Zitierter Abschnitt:

▼▼▼

Äußerlich ist den Häusern nicht anzusehen, welches Geheimnis sie verbargen. Es waren Altbauten ebenso wie Plattenbauten, Villen wie Fabrikgebäude, in denen die DDR-Staatssicherheit konspirative Wohnungen (KW) unterhielt. Wohnungen, die dem MfS bereitwillig von ihren Mietern zur Verfügung gestellt wurden.

Die Bilder der Häuser sind in dem Band "Geheime Trefforte des MfS in Erfurt" enthalten, den der Soziologe Heinrich Best und der Historiker Heinz Mestrup (Universität Jena) sowie der Epidemiologe und Mathematiker Joachim Heinrich (Universität München) jetzt herausgegeben haben. Heinrich leitete in den 1980er Jahren die Interessengemeinschaft "Umweltschutz/Umweltgestaltung" beim Erfurter Kulturbund und sah sich selbst der Überwachung durch das MfS ausgesetzt. Er regte das Forschungsprojekt zu den konspirativen Wohnungen in Erfurt an, das von der Friedrich-Schiller-Universität Jena wissenschaftlich betreut wurde. Anliegen der Herausgeber war es nicht, eine Enthüllungsreportage zu schreiben, sondern eine sensible Thematik sachlich zu analysieren.

Wie Heinrich bei seinen Nachforschungen herausfand, wurden die KW überwiegend in privaten Wohnungen eingerichtet, aber auch in betrieblichen und kommunalen Gebäuden. In Erfurt habe es in den 1980er Jahren insgesamt 481 KW und 26 konspirative Objekte gegeben. Vor allem in der zweiten Hälfte der 80er Jahre stieg die Zahl der rekrutierten KW rapide an: So wurden 1985 allein 60, im Jahr darauf 49 und sogar noch 1989 25 KW beschafft. Die Personen, die mit der Stasi zusammenarbeiteten, indem sie ihre Wohnung für konspirative Treffs zur Verfügung stellten, wurden selbst als Inoffizielle Mitarbeiter (IM) geführt.

▲▲▲

Auszüge aus Daten zur Ortskennzeichnung:

▼▼▼

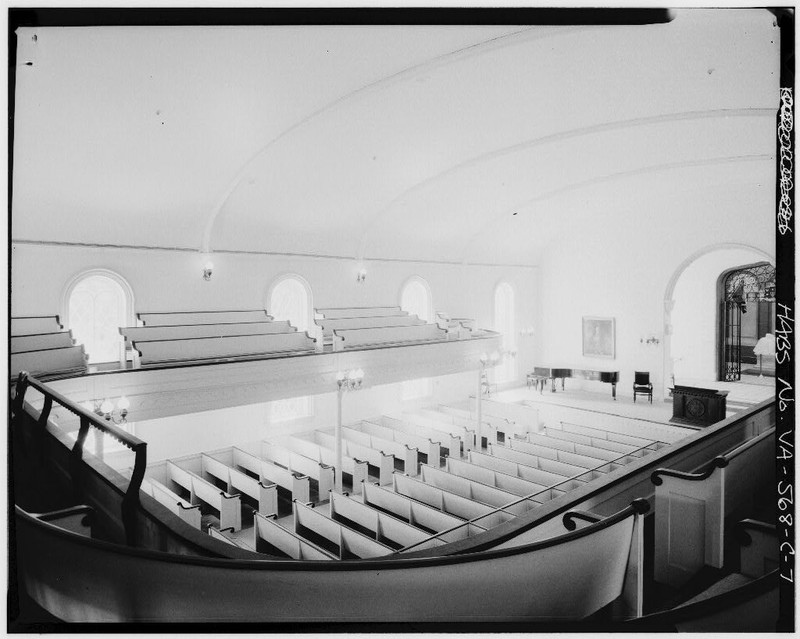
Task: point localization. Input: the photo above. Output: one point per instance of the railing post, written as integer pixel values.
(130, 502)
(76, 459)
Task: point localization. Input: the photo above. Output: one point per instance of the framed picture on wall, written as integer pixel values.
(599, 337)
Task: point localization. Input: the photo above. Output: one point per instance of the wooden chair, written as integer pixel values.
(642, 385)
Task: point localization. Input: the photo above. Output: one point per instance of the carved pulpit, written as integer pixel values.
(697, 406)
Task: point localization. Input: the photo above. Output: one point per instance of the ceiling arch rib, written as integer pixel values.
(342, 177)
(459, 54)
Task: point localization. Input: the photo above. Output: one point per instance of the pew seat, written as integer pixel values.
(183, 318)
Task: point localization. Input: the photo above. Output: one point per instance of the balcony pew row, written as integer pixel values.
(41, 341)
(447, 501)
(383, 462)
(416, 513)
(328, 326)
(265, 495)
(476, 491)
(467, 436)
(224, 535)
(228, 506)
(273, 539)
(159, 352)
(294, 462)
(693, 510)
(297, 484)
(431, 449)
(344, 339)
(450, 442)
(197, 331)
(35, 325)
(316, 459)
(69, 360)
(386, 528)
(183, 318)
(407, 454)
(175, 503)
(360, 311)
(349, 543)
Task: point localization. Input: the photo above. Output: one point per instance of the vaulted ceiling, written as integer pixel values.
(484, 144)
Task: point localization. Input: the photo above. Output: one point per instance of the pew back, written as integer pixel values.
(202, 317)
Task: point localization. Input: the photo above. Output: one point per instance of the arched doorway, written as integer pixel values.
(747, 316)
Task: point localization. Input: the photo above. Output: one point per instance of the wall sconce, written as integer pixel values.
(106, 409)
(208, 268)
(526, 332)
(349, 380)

▲▲▲
▼▼▼

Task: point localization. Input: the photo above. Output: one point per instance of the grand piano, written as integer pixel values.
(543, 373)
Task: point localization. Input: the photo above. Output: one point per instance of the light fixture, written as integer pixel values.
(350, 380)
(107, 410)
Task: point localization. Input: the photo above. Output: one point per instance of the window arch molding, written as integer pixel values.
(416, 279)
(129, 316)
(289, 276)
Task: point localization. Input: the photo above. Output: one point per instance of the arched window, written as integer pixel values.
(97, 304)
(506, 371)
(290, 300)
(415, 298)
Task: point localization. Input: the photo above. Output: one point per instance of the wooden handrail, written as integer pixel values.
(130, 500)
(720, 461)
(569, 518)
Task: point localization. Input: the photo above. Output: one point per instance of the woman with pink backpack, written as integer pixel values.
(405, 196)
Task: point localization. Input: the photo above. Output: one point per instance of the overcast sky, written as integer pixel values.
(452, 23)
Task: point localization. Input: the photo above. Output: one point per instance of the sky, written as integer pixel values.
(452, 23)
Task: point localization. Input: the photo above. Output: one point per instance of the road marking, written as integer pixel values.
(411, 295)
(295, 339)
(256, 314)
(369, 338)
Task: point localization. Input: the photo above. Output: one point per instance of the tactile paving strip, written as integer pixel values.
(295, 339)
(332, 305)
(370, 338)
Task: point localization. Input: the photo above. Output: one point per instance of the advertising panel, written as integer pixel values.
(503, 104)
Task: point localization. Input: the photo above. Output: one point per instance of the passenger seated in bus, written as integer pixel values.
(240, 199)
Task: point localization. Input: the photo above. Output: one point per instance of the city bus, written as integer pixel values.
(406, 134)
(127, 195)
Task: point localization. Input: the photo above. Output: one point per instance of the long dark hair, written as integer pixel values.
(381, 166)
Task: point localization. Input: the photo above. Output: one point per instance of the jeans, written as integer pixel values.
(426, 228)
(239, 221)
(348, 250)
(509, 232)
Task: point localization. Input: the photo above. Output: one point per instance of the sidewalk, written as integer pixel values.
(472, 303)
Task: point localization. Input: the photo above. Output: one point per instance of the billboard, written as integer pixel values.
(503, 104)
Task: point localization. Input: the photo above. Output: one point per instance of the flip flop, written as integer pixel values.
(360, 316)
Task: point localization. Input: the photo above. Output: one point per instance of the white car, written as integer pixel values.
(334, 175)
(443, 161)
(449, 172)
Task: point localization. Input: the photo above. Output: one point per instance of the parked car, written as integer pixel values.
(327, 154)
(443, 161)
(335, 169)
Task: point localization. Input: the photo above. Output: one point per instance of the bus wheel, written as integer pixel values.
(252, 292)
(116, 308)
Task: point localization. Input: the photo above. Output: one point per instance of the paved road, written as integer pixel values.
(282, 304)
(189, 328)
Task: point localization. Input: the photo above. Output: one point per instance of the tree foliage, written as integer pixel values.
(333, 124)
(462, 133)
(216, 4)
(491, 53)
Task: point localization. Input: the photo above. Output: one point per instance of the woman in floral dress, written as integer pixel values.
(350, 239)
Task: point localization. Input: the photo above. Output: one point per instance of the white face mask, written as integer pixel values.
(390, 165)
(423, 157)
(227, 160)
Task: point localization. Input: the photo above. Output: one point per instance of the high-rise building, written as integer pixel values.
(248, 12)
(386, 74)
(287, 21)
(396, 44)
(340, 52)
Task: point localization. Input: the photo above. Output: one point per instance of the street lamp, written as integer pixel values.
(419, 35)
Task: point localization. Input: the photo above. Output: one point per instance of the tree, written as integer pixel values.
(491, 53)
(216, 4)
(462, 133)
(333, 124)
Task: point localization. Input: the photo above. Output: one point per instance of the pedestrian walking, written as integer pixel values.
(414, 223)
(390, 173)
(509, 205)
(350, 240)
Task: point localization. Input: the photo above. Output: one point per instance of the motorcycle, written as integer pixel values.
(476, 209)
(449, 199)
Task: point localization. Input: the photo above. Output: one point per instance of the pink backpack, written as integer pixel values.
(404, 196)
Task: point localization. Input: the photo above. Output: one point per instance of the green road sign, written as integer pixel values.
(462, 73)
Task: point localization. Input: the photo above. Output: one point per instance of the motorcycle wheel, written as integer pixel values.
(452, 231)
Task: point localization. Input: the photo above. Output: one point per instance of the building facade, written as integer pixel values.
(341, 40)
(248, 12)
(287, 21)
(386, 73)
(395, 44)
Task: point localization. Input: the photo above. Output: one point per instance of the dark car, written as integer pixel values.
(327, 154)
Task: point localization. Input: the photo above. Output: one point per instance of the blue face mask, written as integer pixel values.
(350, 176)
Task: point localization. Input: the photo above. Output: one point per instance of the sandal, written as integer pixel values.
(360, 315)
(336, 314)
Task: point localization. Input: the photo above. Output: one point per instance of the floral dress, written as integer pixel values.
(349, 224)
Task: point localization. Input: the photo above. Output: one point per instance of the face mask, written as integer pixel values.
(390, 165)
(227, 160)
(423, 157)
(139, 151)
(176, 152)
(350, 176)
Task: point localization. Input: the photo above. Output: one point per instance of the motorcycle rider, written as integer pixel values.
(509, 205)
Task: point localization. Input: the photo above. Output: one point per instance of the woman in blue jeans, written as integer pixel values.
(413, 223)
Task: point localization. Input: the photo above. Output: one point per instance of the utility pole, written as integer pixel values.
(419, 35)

▲▲▲

Aufgaben:
**a.** Gib den Text über die konspirativen Wohnungen der Stasi erneut wieder, beginnend mit „Äußerlich ist den“ und weiter bis einschließlich „Verfügung gestellt wurden.“, und ersetze darin „Plattenbauten“ durch „Neubauten“.
**b.** Führe den Text über die konspirativen Wohnungen der Stasi im Anschluss an seinen letzten Satz weiter.

Erwartete Antworten:
**a.**
Äußerlich ist den Häusern nicht anzusehen, welches Geheimnis sie verbargen. Es waren Altbauten ebenso wie Neubauten, Villen wie Fabrikgebäude, in denen die DDR-Staatssicherheit konspirative Wohnungen (KW) unterhielt. Wohnungen, die dem MfS bereitwillig von ihren Mietern zur Verfügung gestellt wurden.

**b.**
In Erfurt entfielen nach der Untersuchung durchschnittlich 2,4 KW auf 1.000 Einwohner. Schwerpunkte bildeten die Prager Straße mit 23,6 KW pro 1.000 Haushalte und der Juri-Gagarin-Ring mit 22,9 KW pro 1.000 Haushalte. Bei den eigentlichen Mietern handelte es sich nach den Recherchen Heinrichs vor allem um Frauen, die wiederum meist bereits im Rentenalter waren. Sie hatten früher oft selbst für das MfS oder den Parteiapparat der SED gearbeitet und galten deshalb als zuverlässig. Denn die KW sollten vor allem eines ermöglichen: die Geheimhaltung der Treffen zwischen den hauptamtlichen MfS-Mitarbeitern und ihren Spitzeln, den IM.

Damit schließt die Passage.